### Extrait fourni ###
L’employeur est tenu d’assurer la sécurité de ses salariés, même lorsque ceux-ci sont en situation d’expatriation et qu’ils ne dépendent donc pas de la législation sur les accidents du travail.

Ainsi la Cour de cassation a jugé que le salarié expatrié, victime d’un accident du fait d’un défaut de protection dans un pays à risque peut rechercher la responsabilité civile de son employeur. Celle-ci ne peut pas être engagée sur le terrain de la faute inexcusable, puisque le salarié expatrié n’est pas soumis à la législation sur les accidents du travail, mais sur le terrain de la responsabilité contractuelle de droit commun.

En l’espèce la Cour de cassation a relevé que l’employeur avait commis un manquement caractérisé à l’obligation de sécurité qu’il doit à son salarié. Celui-ci exécutait son contrat de travail, dans un lieu particulièrement exposé aux risques et qu’il avait plusieurs fois alerté son employeur sur les menaces qui pesaient sur les ressortissants français.

L’employeur n’avait apporté aucune réponse aux craintes exprimées par le salarié alors que le dommage était prévisible.

En conséquence l’employeur a été condamné sur le terrain de la responsabilité contractuelle de droit commun, et donc devant le conseil de prud’hommes,  en considérant que l’obligation de sécurité qui fait partie des obligations contractuelles de l’employeur, n’avait pas été respectée en l’espèce.
### Matériel fourni ###
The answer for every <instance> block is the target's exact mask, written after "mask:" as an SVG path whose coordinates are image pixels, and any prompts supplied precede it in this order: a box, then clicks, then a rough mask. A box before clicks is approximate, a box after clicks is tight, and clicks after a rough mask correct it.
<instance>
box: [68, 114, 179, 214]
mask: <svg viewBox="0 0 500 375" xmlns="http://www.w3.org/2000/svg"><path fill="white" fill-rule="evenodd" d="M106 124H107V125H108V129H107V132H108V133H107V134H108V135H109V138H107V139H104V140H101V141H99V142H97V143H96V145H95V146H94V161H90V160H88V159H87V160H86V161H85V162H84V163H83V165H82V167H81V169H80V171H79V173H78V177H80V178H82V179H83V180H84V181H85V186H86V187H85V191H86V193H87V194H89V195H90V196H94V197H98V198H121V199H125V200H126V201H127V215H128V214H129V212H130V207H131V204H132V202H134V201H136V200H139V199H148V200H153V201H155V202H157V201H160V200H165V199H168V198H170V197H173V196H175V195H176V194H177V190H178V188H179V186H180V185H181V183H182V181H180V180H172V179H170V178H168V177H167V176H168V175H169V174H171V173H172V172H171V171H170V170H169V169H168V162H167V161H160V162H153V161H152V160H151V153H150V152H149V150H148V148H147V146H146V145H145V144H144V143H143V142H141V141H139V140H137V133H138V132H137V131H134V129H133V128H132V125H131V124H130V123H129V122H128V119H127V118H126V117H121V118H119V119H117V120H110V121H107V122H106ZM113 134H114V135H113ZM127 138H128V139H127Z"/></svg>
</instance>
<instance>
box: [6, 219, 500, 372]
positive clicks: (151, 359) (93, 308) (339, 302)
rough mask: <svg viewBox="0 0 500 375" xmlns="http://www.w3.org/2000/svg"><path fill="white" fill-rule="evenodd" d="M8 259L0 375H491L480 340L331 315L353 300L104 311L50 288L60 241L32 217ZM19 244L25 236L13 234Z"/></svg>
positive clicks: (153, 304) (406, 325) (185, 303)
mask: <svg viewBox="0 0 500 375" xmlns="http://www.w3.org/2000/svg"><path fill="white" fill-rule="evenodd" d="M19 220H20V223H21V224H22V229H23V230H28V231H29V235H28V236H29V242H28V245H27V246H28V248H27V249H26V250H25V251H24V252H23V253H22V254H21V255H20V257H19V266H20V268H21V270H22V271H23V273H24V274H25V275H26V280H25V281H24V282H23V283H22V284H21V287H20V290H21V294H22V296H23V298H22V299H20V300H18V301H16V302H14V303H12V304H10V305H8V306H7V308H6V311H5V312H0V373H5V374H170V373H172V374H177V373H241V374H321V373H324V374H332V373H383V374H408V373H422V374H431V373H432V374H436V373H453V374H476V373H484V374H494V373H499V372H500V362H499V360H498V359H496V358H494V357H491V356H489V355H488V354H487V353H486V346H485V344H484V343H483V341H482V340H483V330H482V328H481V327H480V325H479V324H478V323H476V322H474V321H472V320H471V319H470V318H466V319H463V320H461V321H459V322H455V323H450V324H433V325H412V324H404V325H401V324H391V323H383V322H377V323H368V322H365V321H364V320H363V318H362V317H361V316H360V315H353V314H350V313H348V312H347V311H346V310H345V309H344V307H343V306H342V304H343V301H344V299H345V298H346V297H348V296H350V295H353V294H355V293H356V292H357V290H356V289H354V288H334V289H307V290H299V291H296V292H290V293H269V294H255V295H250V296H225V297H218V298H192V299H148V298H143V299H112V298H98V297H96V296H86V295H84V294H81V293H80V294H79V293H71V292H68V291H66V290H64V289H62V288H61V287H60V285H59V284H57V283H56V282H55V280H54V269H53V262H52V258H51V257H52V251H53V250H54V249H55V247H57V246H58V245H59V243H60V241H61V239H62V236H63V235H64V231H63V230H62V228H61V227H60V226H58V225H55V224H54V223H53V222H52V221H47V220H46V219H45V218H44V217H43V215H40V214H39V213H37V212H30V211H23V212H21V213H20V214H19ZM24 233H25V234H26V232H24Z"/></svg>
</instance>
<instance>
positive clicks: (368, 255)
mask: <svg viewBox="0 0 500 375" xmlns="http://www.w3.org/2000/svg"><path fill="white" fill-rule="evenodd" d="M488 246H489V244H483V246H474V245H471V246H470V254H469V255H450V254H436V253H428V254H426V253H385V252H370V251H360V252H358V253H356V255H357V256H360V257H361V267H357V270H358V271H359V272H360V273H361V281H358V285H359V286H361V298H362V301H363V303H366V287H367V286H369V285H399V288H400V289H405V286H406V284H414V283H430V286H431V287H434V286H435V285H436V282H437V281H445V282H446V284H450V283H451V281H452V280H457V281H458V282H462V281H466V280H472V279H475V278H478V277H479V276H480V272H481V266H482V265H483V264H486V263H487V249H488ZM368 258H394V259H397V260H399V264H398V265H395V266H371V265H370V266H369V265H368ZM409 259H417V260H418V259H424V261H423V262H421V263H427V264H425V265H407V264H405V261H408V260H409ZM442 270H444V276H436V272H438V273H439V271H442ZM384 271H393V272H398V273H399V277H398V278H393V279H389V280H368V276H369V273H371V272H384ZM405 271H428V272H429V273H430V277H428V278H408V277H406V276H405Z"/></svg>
###
• [Consigne A]: Dans le texte sur la sécurité des salariés expatriés, quels constats la Cour de cassation a-t-elle relevés dans le paragraphe qui commence par « En l’espèce » ?
• [Consigne B]: Mettez à jour un passage du texte sur la sécurité des salariés expatriés en remplaçant "pays à risque" par "pays en guerre". Commencez aux mots "Ainsi la Cour" et arrêtez-vous après "de droit commun.".
Ce matériel est indépendant du texte.

• [Solution proposée A]:
- L’employeur avait commis un manquement caractérisé à l’obligation de sécurité qu’il doit à son salarié.
- Le salarié exécutait son contrat de travail dans un lieu particulièrement exposé aux risques.
- Le salarié avait plusieurs fois alerté son employeur sur les menaces qui pesaient sur les ressortissants français.

• [Solution proposée B]:
Ainsi la Cour de cassation a jugé que le salarié expatrié, victime d’un accident du fait d’un défaut de protection dans un pays en guerre peut rechercher la responsabilité civile de son employeur. Celle-ci ne peut pas être engagée sur le terrain de la faute inexcusable, puisque le salarié expatrié n’est pas soumis à la législation sur les accidents du travail, mais sur le terrain de la responsabilité contractuelle de droit commun.